__Directive__
In the lines below, find the one that contains "Where can the water" and write it out exactly, along with every line that follows it.

__Point labeling examples__
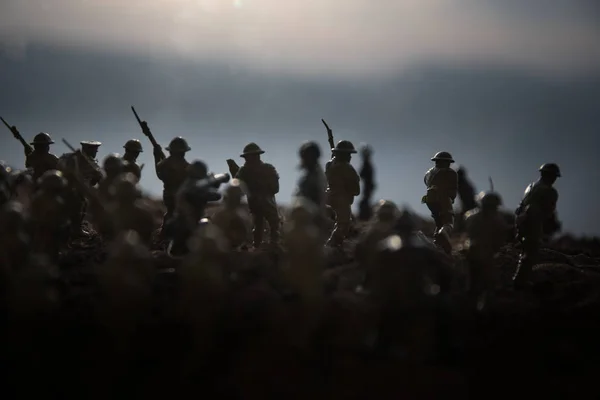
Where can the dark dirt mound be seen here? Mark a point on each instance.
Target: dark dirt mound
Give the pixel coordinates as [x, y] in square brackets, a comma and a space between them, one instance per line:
[542, 341]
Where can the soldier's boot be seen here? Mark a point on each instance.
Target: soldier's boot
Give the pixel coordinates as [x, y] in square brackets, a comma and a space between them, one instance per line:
[442, 239]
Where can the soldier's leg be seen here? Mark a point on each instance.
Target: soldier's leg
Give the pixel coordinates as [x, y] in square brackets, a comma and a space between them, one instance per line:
[342, 224]
[258, 228]
[272, 217]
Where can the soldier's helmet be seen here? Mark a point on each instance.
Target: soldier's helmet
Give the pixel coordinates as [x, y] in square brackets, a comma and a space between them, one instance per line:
[386, 210]
[125, 188]
[88, 143]
[52, 181]
[234, 191]
[344, 146]
[178, 145]
[42, 138]
[134, 145]
[197, 170]
[442, 156]
[251, 148]
[310, 150]
[551, 168]
[489, 200]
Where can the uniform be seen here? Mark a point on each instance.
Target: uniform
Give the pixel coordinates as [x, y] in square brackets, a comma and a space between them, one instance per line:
[343, 185]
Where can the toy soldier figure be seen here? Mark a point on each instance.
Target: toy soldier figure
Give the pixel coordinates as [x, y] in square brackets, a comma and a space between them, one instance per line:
[442, 187]
[233, 219]
[172, 171]
[91, 174]
[343, 184]
[50, 215]
[466, 194]
[113, 166]
[486, 231]
[534, 218]
[40, 160]
[128, 211]
[133, 148]
[261, 181]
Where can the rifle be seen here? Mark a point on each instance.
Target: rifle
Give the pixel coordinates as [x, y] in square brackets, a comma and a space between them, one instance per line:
[159, 155]
[367, 176]
[329, 134]
[17, 135]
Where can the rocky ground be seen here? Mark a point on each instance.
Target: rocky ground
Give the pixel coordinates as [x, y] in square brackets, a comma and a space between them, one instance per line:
[540, 342]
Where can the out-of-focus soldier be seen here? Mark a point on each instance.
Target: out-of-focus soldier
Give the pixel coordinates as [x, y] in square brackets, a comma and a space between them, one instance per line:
[41, 160]
[50, 215]
[305, 262]
[261, 182]
[380, 227]
[233, 219]
[83, 161]
[535, 218]
[133, 148]
[486, 234]
[466, 194]
[408, 283]
[343, 185]
[128, 210]
[113, 166]
[442, 186]
[172, 171]
[15, 236]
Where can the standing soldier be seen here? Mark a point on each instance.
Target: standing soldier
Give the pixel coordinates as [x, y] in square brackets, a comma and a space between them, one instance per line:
[133, 148]
[40, 160]
[466, 194]
[343, 184]
[536, 217]
[172, 171]
[486, 231]
[262, 183]
[91, 174]
[233, 220]
[442, 187]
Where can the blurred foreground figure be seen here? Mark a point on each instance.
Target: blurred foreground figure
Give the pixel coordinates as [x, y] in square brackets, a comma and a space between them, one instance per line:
[172, 171]
[408, 285]
[442, 186]
[40, 160]
[50, 215]
[535, 218]
[486, 232]
[304, 268]
[261, 181]
[343, 185]
[128, 211]
[233, 219]
[15, 239]
[133, 148]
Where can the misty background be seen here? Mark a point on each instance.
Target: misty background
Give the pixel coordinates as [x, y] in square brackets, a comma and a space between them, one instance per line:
[503, 86]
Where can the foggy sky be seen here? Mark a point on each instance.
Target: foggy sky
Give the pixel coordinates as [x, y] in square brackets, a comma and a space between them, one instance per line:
[503, 88]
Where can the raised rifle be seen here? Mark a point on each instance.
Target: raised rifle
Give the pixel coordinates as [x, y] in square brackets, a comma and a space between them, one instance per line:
[26, 146]
[159, 154]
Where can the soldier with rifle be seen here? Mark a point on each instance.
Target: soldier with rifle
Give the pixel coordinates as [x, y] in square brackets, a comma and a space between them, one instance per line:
[26, 146]
[159, 155]
[133, 148]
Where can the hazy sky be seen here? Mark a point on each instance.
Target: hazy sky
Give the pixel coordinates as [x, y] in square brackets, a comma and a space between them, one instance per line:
[503, 85]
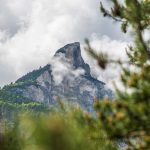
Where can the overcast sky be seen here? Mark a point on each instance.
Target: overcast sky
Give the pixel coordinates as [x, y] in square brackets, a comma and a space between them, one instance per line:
[32, 30]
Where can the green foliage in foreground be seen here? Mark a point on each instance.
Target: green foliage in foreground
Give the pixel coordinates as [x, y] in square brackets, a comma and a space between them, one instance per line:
[66, 130]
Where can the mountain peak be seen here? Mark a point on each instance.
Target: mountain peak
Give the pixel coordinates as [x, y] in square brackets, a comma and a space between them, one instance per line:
[72, 52]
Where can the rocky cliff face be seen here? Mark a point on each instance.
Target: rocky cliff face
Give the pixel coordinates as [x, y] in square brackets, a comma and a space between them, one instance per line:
[76, 84]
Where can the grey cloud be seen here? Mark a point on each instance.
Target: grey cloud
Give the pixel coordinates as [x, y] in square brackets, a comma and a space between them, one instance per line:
[38, 28]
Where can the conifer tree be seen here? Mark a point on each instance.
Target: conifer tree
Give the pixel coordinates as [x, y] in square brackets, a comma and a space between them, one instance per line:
[128, 116]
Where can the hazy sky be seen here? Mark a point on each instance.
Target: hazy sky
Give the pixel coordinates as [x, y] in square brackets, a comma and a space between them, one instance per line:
[32, 30]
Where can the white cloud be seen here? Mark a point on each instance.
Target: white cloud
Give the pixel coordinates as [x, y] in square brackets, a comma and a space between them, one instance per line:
[115, 50]
[61, 68]
[31, 31]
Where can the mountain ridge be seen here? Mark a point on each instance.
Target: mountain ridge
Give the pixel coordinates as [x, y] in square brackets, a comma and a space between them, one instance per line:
[77, 85]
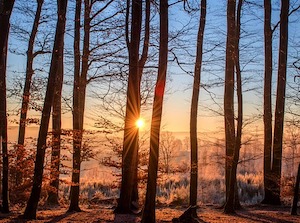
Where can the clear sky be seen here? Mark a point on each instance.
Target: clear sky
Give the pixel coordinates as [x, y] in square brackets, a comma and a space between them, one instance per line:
[176, 109]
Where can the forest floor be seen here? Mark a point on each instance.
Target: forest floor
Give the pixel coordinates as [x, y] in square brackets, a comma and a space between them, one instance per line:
[208, 213]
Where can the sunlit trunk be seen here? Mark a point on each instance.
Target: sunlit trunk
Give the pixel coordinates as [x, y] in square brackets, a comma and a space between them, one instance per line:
[30, 211]
[149, 209]
[268, 103]
[130, 143]
[280, 103]
[26, 93]
[5, 13]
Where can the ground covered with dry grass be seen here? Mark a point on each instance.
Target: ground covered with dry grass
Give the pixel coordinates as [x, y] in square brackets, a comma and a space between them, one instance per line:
[208, 213]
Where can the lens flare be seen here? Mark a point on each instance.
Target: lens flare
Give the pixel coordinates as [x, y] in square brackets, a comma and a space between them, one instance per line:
[140, 123]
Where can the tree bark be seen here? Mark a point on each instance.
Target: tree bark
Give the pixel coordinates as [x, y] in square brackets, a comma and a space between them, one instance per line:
[280, 103]
[268, 102]
[296, 193]
[130, 143]
[26, 93]
[194, 108]
[30, 211]
[232, 200]
[56, 135]
[149, 209]
[229, 92]
[142, 61]
[79, 106]
[5, 13]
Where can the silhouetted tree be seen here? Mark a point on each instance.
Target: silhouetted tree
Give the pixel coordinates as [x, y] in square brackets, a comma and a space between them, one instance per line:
[6, 7]
[130, 143]
[26, 91]
[268, 101]
[229, 91]
[280, 103]
[232, 198]
[30, 211]
[149, 209]
[56, 135]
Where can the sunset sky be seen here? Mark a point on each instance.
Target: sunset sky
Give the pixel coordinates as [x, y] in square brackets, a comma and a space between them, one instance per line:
[176, 108]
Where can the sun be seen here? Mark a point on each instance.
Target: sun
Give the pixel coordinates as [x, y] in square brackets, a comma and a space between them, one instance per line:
[140, 123]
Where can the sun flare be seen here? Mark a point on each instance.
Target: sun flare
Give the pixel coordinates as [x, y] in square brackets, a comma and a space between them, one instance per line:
[140, 123]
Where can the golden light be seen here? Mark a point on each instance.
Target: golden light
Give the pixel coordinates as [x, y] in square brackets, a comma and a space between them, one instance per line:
[140, 123]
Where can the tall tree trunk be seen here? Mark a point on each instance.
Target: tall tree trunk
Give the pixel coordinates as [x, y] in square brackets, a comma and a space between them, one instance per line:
[130, 143]
[268, 103]
[194, 108]
[142, 61]
[56, 137]
[280, 102]
[79, 103]
[30, 211]
[26, 93]
[149, 209]
[232, 200]
[76, 105]
[229, 92]
[5, 13]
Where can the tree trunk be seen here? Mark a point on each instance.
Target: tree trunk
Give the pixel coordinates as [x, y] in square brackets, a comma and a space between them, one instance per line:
[268, 103]
[229, 92]
[142, 61]
[30, 211]
[149, 209]
[130, 143]
[280, 103]
[296, 193]
[56, 137]
[5, 13]
[80, 81]
[232, 200]
[194, 109]
[26, 93]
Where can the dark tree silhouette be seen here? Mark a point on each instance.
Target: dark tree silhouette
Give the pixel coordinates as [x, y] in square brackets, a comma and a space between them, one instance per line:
[130, 143]
[26, 91]
[5, 13]
[56, 135]
[229, 91]
[30, 211]
[77, 104]
[232, 198]
[280, 103]
[149, 209]
[267, 102]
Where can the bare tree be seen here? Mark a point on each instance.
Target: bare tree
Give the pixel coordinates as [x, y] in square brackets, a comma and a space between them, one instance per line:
[130, 144]
[232, 198]
[30, 211]
[149, 209]
[56, 135]
[280, 103]
[229, 91]
[26, 91]
[6, 7]
[268, 101]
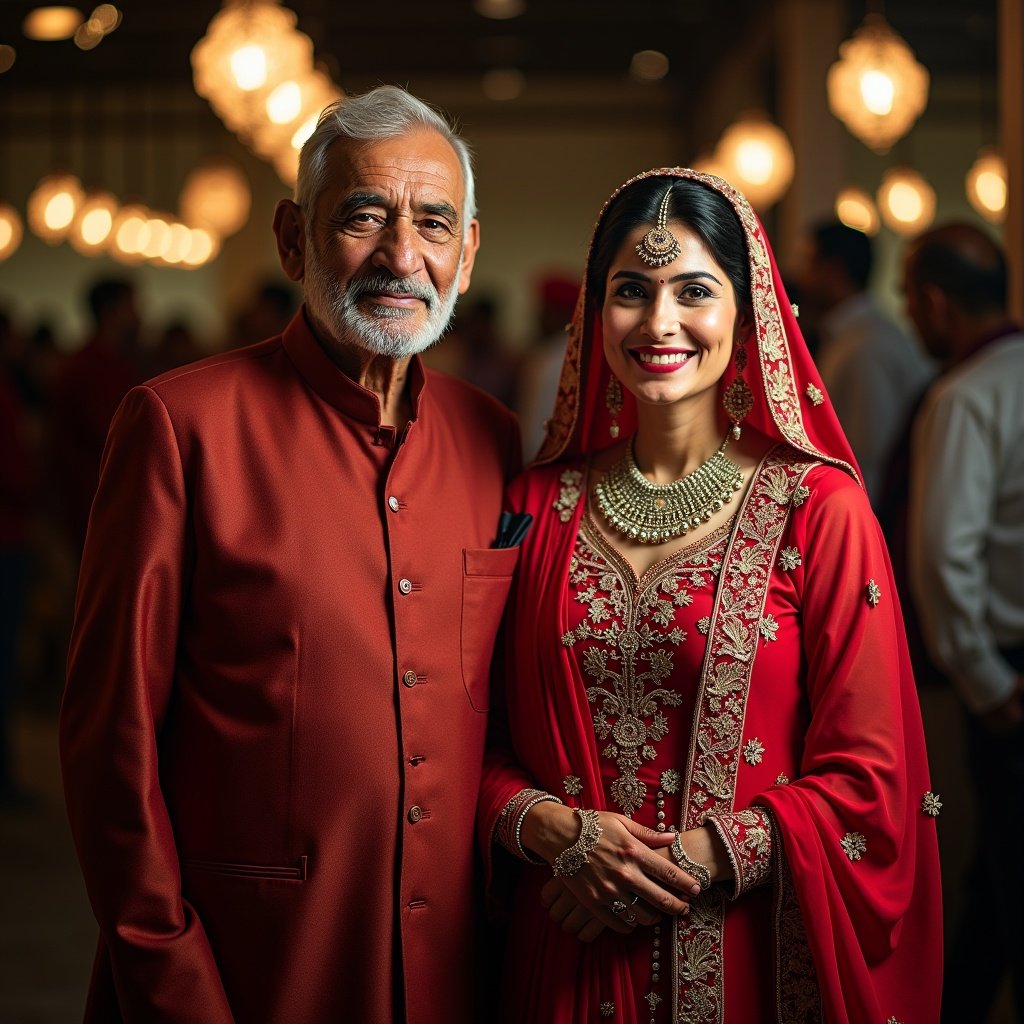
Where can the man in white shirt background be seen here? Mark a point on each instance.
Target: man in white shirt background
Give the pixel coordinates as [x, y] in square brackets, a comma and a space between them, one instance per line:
[966, 545]
[872, 370]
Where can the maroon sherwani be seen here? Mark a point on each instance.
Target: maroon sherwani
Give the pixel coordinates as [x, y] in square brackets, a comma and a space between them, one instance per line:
[272, 730]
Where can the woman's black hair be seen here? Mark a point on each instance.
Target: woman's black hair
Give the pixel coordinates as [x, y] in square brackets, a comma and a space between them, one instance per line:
[702, 209]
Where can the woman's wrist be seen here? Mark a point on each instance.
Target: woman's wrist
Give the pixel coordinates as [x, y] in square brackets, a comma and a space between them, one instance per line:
[548, 828]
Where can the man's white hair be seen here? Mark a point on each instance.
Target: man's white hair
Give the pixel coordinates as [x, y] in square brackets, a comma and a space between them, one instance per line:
[386, 112]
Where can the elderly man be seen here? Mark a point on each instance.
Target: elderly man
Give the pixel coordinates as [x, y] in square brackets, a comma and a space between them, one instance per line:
[272, 728]
[966, 535]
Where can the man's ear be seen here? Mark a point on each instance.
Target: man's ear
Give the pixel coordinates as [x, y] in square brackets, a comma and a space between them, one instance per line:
[290, 230]
[470, 245]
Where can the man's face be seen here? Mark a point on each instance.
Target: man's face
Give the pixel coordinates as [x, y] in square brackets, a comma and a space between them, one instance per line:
[385, 254]
[924, 309]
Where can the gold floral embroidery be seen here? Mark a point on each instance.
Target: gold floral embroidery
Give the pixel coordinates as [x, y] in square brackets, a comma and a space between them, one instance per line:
[632, 630]
[790, 559]
[854, 845]
[748, 838]
[569, 495]
[754, 751]
[718, 727]
[796, 980]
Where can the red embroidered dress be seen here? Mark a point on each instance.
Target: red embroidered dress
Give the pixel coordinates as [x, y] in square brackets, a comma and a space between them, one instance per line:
[758, 681]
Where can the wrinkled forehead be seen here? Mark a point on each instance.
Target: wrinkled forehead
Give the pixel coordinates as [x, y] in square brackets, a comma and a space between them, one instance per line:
[418, 167]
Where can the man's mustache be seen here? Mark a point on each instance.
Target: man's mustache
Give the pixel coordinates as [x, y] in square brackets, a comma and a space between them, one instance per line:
[395, 286]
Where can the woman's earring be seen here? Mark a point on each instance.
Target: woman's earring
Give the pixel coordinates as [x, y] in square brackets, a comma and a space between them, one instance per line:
[737, 398]
[613, 402]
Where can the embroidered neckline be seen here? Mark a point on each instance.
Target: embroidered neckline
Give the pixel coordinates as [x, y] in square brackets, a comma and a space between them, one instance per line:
[677, 559]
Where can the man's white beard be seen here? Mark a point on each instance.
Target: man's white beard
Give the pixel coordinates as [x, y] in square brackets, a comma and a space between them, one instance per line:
[380, 331]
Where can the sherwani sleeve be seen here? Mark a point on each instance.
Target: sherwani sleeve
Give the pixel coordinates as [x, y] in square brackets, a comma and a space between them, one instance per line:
[120, 680]
[952, 494]
[852, 830]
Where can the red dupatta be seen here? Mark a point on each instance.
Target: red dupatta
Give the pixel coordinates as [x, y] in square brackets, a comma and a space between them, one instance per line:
[790, 401]
[851, 932]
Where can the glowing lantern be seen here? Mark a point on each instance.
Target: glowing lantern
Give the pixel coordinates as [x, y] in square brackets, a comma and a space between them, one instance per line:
[10, 230]
[877, 88]
[856, 209]
[52, 206]
[757, 158]
[986, 185]
[906, 201]
[216, 196]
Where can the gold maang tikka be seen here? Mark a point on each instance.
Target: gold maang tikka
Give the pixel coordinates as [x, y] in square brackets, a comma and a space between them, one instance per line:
[613, 402]
[658, 247]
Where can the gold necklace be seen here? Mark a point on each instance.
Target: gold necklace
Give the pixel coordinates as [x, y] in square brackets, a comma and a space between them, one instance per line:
[652, 513]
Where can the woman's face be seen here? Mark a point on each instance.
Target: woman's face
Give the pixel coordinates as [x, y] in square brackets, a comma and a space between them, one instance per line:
[669, 331]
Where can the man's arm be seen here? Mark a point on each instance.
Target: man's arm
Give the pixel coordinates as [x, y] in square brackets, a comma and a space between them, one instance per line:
[120, 677]
[952, 488]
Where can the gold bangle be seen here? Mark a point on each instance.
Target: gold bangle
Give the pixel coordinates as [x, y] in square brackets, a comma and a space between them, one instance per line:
[699, 872]
[572, 858]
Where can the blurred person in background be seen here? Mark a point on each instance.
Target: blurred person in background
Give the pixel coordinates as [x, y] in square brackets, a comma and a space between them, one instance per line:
[871, 369]
[87, 391]
[267, 313]
[966, 541]
[542, 367]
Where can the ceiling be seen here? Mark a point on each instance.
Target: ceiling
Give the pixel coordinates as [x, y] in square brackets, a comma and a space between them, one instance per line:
[410, 41]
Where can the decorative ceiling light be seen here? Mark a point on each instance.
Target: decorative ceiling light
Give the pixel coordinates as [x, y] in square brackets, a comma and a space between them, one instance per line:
[856, 209]
[10, 230]
[48, 25]
[292, 112]
[906, 201]
[757, 158]
[204, 248]
[986, 185]
[649, 66]
[216, 196]
[180, 244]
[501, 9]
[250, 47]
[130, 233]
[877, 88]
[52, 206]
[90, 233]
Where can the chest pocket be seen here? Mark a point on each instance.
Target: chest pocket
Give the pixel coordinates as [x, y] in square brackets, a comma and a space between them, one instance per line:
[485, 582]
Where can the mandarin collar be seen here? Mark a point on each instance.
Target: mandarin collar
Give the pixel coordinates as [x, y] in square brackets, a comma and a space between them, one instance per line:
[336, 387]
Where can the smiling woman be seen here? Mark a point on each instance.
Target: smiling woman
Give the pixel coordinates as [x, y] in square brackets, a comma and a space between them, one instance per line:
[685, 722]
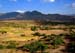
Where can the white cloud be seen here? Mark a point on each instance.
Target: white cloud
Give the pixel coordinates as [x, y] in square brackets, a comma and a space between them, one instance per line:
[13, 0]
[21, 11]
[0, 5]
[49, 0]
[73, 5]
[29, 0]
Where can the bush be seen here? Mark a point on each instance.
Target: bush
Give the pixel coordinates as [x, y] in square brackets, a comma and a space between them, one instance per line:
[1, 46]
[22, 35]
[33, 28]
[71, 47]
[11, 46]
[36, 34]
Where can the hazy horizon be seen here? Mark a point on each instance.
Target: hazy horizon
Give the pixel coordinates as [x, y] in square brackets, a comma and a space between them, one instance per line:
[44, 6]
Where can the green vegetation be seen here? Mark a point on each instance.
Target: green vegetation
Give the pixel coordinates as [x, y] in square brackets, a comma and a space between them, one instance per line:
[33, 28]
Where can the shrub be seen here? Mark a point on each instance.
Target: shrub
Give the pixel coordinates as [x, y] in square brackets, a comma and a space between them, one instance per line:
[1, 46]
[33, 28]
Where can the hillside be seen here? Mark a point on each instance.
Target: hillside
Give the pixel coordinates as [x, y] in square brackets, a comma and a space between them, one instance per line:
[35, 15]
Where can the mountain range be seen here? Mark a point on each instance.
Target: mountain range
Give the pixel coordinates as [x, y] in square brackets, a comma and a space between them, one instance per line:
[35, 15]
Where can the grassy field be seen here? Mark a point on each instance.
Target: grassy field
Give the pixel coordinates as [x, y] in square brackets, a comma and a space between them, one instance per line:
[26, 32]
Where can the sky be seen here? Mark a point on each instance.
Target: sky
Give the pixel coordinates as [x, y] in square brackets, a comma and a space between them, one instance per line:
[44, 6]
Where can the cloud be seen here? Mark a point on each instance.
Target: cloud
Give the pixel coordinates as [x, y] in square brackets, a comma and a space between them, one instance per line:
[73, 5]
[29, 0]
[14, 0]
[20, 11]
[49, 0]
[0, 5]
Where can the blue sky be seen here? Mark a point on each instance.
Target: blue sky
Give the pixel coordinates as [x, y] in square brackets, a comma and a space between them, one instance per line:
[44, 6]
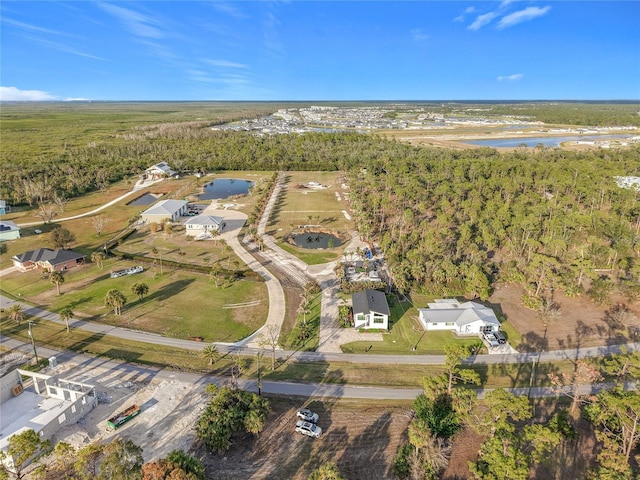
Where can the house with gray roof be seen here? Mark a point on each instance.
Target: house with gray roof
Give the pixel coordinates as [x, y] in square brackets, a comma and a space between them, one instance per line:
[8, 230]
[203, 225]
[165, 211]
[467, 318]
[48, 260]
[370, 310]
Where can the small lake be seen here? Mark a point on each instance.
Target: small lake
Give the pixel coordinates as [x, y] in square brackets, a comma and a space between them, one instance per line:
[534, 141]
[316, 240]
[146, 199]
[225, 188]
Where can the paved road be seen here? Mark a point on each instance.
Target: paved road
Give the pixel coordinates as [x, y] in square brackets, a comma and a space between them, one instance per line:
[371, 357]
[84, 368]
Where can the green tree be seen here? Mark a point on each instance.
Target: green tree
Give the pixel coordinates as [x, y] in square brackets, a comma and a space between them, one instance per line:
[210, 352]
[328, 471]
[24, 448]
[87, 461]
[228, 411]
[122, 460]
[187, 463]
[140, 289]
[16, 313]
[61, 237]
[616, 416]
[65, 315]
[115, 300]
[56, 278]
[98, 258]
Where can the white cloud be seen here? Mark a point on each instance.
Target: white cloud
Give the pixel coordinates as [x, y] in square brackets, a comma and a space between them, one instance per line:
[137, 23]
[225, 64]
[13, 94]
[419, 34]
[511, 78]
[520, 16]
[482, 20]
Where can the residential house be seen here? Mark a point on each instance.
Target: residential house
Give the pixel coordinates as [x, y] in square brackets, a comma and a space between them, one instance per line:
[8, 230]
[48, 260]
[370, 310]
[468, 318]
[202, 225]
[44, 404]
[165, 211]
[157, 171]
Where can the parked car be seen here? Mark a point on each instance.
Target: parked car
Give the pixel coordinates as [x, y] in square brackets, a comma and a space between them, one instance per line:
[491, 339]
[500, 337]
[307, 415]
[308, 428]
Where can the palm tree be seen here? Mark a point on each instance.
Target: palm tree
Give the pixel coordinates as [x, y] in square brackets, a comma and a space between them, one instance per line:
[98, 259]
[116, 300]
[16, 314]
[211, 353]
[65, 315]
[56, 278]
[140, 289]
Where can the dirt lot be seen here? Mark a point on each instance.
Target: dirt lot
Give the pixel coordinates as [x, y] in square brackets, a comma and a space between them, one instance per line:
[581, 323]
[361, 437]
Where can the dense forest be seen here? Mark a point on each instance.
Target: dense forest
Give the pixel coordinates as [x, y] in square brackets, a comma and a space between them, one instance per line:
[450, 222]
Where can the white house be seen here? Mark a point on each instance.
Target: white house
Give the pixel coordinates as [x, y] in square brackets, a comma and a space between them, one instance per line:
[159, 170]
[165, 211]
[370, 310]
[8, 230]
[203, 225]
[468, 318]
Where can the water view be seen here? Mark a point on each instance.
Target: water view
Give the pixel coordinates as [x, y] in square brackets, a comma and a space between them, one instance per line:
[225, 188]
[534, 141]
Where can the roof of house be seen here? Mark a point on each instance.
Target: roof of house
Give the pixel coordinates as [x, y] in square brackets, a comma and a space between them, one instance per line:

__Solution for this exercise__
Where can the water view be seen here? Mark a point on each instance.
Target: water view
Give the pixel coordinates as [x, y] in square brackets, a comma and a space between them, one instance per line:
[225, 188]
[534, 141]
Where can the roof of house be seen here? Mark a point on each instance.
Target: roof of house
Give the pixel coordinates as [x, y] in square brackets, a comma and a space between them, one instance per line:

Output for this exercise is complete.